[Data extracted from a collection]
- - - - -

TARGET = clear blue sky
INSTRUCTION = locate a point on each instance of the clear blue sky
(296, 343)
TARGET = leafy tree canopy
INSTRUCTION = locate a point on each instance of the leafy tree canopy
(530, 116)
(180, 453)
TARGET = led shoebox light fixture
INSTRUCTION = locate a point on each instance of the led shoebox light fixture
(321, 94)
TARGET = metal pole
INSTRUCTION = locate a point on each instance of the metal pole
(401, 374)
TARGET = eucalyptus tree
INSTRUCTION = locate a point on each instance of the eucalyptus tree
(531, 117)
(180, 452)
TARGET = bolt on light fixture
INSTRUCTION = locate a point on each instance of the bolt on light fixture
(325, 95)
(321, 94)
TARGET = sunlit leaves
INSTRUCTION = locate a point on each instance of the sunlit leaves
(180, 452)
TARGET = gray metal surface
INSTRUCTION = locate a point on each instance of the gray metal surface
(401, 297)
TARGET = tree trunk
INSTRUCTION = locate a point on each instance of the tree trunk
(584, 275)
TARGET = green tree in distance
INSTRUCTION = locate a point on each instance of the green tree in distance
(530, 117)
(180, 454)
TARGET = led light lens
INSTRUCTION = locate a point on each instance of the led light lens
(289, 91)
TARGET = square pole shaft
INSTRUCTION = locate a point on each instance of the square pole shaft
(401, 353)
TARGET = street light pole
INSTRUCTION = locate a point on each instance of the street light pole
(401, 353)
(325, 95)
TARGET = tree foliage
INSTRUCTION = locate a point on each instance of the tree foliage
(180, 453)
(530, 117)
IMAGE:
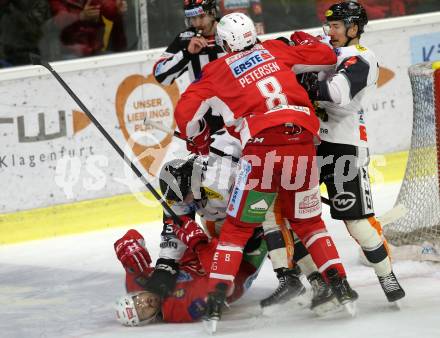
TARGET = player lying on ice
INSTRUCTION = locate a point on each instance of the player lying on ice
(179, 281)
(187, 192)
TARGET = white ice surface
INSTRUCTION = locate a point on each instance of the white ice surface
(65, 287)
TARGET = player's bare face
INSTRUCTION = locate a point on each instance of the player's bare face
(147, 304)
(337, 32)
(204, 23)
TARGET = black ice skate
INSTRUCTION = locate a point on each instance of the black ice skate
(289, 286)
(391, 287)
(215, 303)
(344, 293)
(323, 299)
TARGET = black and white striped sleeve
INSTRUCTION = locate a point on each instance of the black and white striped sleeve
(173, 63)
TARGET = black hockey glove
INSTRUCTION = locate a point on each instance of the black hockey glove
(310, 83)
(163, 279)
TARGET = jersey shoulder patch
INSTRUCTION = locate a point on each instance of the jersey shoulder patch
(243, 62)
(212, 195)
(361, 48)
(187, 35)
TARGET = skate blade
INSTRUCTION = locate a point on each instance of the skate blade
(396, 305)
(327, 308)
(210, 326)
(350, 308)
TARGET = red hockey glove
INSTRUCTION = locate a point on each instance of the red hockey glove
(302, 38)
(199, 144)
(130, 250)
(190, 233)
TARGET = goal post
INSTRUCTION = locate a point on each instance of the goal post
(417, 234)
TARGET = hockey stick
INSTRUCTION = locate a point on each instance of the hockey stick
(216, 151)
(36, 60)
(176, 133)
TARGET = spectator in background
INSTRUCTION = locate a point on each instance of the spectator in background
(251, 8)
(166, 17)
(376, 9)
(288, 15)
(20, 29)
(90, 27)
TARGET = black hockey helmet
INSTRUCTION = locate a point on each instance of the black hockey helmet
(349, 12)
(175, 179)
(198, 7)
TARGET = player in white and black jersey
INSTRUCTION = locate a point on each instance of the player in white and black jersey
(344, 149)
(192, 49)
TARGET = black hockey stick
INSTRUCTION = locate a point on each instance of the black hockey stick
(176, 133)
(216, 151)
(36, 60)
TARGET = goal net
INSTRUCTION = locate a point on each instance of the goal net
(417, 234)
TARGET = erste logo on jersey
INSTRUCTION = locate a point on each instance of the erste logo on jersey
(248, 62)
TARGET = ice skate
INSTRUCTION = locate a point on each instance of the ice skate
(215, 303)
(289, 286)
(324, 300)
(392, 289)
(345, 295)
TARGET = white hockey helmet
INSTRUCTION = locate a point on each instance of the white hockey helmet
(238, 30)
(138, 308)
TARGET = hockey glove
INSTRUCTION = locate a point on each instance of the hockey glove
(131, 251)
(302, 38)
(199, 144)
(190, 233)
(310, 83)
(163, 279)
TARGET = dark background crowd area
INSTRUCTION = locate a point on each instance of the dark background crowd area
(68, 29)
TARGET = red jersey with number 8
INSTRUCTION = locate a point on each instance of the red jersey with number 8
(255, 89)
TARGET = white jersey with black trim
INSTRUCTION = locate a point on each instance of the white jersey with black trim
(341, 114)
(218, 177)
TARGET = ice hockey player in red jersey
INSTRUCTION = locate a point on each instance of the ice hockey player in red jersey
(186, 301)
(256, 92)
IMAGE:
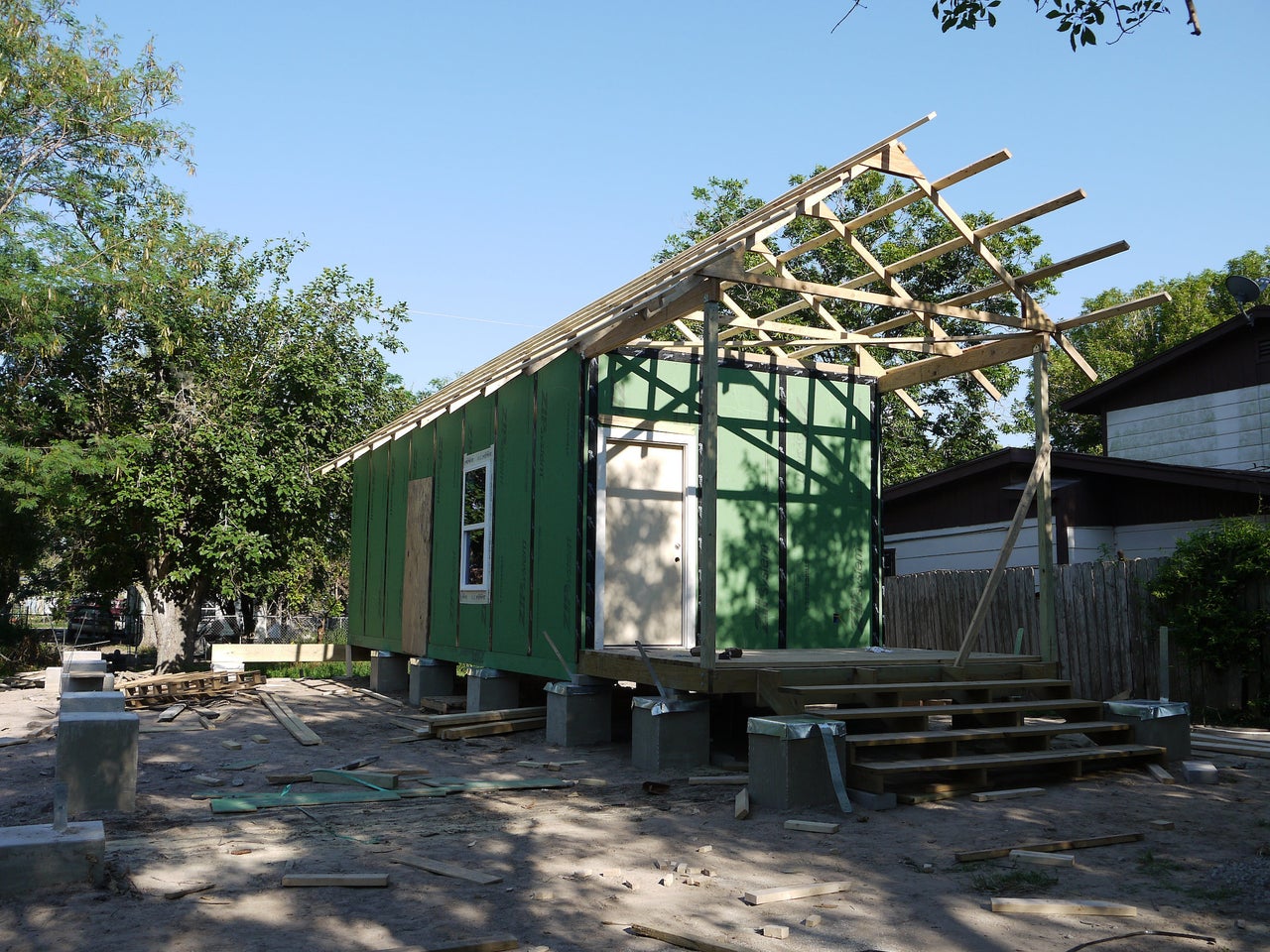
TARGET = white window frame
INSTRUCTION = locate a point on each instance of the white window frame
(468, 592)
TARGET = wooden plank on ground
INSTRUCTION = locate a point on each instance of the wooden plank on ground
(287, 719)
(354, 880)
(812, 826)
(1049, 906)
(781, 893)
(449, 870)
(485, 730)
(691, 942)
(1055, 847)
(1007, 793)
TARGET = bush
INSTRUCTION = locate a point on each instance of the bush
(1207, 589)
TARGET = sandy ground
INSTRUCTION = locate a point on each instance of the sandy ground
(579, 866)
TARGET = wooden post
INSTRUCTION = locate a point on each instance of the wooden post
(1048, 619)
(707, 479)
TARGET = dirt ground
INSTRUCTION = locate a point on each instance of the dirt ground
(580, 865)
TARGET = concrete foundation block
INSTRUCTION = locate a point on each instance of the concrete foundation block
(91, 701)
(666, 740)
(490, 689)
(579, 715)
(431, 678)
(96, 760)
(389, 673)
(788, 762)
(35, 857)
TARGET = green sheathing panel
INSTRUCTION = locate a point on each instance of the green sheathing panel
(358, 549)
(826, 466)
(445, 529)
(558, 457)
(474, 619)
(748, 584)
(829, 513)
(376, 547)
(512, 567)
(394, 565)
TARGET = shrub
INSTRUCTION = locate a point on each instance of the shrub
(1207, 593)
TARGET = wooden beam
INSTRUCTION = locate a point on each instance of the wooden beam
(971, 358)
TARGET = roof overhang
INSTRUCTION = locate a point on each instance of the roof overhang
(869, 324)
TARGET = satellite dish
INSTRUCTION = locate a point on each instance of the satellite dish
(1246, 291)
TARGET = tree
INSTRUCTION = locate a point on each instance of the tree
(1199, 301)
(77, 144)
(959, 420)
(1080, 21)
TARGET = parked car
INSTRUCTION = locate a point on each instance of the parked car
(91, 617)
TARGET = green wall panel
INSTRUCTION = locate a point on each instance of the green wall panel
(748, 584)
(376, 547)
(829, 516)
(512, 565)
(474, 619)
(394, 565)
(357, 549)
(445, 513)
(557, 553)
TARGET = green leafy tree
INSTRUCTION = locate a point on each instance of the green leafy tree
(1199, 302)
(1080, 21)
(1207, 593)
(960, 419)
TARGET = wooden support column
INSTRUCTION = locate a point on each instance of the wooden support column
(707, 479)
(1048, 619)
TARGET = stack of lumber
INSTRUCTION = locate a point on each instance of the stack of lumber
(164, 689)
(1241, 742)
(475, 724)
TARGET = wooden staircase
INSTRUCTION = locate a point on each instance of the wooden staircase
(942, 729)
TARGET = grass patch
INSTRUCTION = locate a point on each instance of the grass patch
(1151, 864)
(1016, 883)
(313, 669)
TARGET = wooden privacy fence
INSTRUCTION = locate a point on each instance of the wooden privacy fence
(1107, 634)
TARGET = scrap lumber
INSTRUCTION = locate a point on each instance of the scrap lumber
(690, 942)
(1055, 847)
(489, 943)
(356, 778)
(287, 719)
(987, 796)
(153, 690)
(1049, 906)
(354, 880)
(812, 826)
(485, 730)
(458, 720)
(780, 893)
(449, 870)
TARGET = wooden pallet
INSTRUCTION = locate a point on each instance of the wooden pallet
(160, 689)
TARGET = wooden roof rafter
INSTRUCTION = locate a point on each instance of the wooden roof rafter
(871, 326)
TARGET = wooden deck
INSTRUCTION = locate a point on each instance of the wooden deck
(760, 671)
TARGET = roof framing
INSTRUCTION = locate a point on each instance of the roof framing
(906, 348)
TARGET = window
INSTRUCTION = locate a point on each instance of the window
(477, 522)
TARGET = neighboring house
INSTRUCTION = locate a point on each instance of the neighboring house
(1185, 444)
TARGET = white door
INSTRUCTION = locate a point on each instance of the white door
(644, 587)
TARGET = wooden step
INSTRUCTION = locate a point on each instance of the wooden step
(1001, 712)
(951, 739)
(887, 694)
(874, 774)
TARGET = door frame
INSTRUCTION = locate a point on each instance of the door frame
(688, 442)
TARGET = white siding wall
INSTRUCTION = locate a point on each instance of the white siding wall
(1225, 430)
(978, 546)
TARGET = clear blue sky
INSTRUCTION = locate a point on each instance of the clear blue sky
(499, 166)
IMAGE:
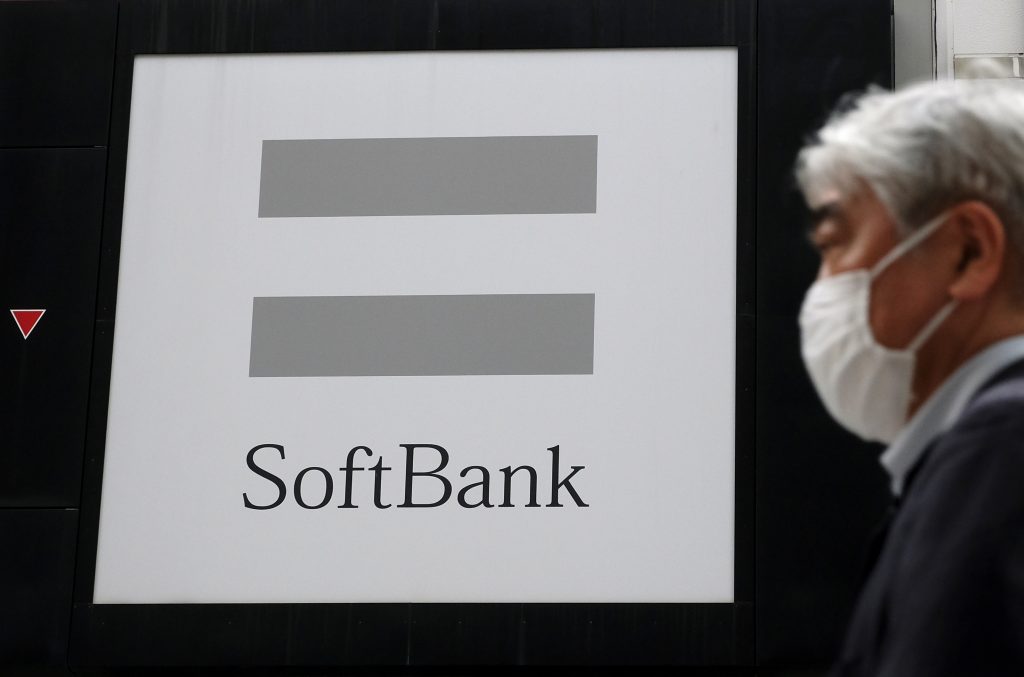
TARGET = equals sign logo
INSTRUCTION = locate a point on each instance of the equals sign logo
(27, 320)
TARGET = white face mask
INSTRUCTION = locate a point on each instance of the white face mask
(864, 385)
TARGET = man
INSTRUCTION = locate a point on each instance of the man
(913, 336)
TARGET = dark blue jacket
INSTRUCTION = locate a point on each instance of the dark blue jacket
(945, 596)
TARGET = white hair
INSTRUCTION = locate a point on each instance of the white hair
(925, 149)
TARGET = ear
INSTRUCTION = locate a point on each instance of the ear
(982, 240)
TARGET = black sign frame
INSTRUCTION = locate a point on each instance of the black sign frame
(421, 634)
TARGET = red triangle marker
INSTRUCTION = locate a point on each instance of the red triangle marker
(27, 320)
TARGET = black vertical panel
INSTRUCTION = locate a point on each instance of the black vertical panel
(55, 60)
(819, 491)
(36, 566)
(49, 250)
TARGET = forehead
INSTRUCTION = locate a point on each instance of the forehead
(854, 210)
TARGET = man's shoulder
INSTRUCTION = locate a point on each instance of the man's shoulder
(982, 455)
(998, 403)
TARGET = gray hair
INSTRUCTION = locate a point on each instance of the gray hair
(925, 149)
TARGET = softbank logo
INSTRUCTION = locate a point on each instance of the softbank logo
(421, 335)
(423, 481)
(424, 335)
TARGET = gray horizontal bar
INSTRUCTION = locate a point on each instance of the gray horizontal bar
(429, 176)
(485, 334)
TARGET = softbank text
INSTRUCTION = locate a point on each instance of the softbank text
(423, 488)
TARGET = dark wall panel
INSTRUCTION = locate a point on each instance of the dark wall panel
(49, 250)
(55, 61)
(819, 491)
(36, 566)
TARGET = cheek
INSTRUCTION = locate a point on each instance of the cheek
(900, 306)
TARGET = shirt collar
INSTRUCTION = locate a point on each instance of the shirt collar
(945, 406)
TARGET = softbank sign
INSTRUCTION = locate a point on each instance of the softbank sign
(469, 310)
(475, 494)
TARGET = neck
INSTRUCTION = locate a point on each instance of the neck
(968, 332)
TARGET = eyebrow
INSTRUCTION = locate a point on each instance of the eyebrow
(829, 209)
(817, 216)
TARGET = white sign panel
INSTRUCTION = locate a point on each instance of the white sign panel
(425, 328)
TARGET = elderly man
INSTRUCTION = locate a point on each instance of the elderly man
(913, 336)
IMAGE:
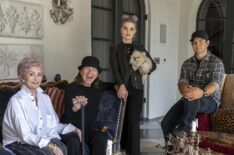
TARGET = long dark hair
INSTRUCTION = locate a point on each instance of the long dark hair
(78, 81)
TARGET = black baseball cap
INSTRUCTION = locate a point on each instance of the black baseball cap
(90, 61)
(199, 34)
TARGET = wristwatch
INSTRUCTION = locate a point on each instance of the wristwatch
(205, 93)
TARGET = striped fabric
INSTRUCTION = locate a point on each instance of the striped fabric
(57, 98)
(26, 149)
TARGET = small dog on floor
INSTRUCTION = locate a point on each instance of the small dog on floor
(141, 62)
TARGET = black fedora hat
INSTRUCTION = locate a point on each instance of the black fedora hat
(90, 61)
(199, 34)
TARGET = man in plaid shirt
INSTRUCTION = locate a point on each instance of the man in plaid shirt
(199, 84)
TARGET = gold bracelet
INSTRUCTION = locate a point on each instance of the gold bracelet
(51, 146)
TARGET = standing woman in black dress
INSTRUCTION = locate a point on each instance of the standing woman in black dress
(130, 83)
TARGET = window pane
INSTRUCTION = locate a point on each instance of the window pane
(102, 3)
(214, 9)
(101, 50)
(217, 50)
(215, 29)
(101, 24)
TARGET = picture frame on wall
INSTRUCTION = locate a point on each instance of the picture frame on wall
(21, 19)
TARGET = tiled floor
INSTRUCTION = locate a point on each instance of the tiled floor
(151, 135)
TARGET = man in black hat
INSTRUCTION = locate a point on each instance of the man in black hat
(199, 84)
(86, 91)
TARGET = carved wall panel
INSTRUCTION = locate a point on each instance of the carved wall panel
(21, 19)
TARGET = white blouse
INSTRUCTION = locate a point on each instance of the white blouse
(27, 123)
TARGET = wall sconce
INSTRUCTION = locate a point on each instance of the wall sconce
(61, 11)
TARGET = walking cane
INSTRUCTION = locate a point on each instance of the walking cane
(83, 128)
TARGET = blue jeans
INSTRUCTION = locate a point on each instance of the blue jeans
(184, 112)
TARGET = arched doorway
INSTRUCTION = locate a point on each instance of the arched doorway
(216, 17)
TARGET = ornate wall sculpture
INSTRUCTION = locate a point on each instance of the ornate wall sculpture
(11, 54)
(21, 19)
(61, 11)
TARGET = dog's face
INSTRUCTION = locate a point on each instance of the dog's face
(137, 58)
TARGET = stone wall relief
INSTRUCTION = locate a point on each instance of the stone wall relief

- - - - -

## TASK INSTRUCTIONS
Your answer should be the exact lines above from the one with "TARGET = white window frame" through the one with "TARGET = wooden beam", both included, and nothing besides.

## RESPONSE AREA
TARGET = white window frame
INSTRUCTION = locate a point on each instance of the white window frame
(468, 592)
TARGET = wooden plank on ground
INSTRUCTION = locate a point on each instance of the wooden plank on ground
(287, 719)
(354, 880)
(812, 826)
(1049, 906)
(781, 893)
(449, 870)
(485, 730)
(691, 942)
(1055, 847)
(1007, 793)
TARGET = bush
INSTRUCTION = locate a point on each instance of the bush
(1207, 589)
TARGET = sandy ground
INSTRUCTION = locate a point on each instance of the sandy ground
(579, 866)
TARGET = wooden post
INSTRUCTION = locate a point on each instance of the wooden post
(1048, 619)
(707, 479)
TARGET = dirt ground
INSTRUCTION = locate a point on each instance of the dirt ground
(580, 865)
TARGET = concrete foundation block
INSTRUCTION = locate a point on each instance of the concrete foundation block
(91, 701)
(666, 740)
(490, 689)
(579, 715)
(431, 678)
(96, 760)
(389, 673)
(788, 762)
(35, 857)
TARGET = green sheathing panel
INSTRUCTION = locate a point on each instance of the green sheathing panel
(358, 549)
(826, 466)
(445, 529)
(558, 457)
(474, 619)
(748, 584)
(829, 513)
(376, 547)
(512, 567)
(394, 565)
TARGET = shrub
INSTRUCTION = locate a point on each instance of the shrub
(1207, 593)
TARGET = wooden beam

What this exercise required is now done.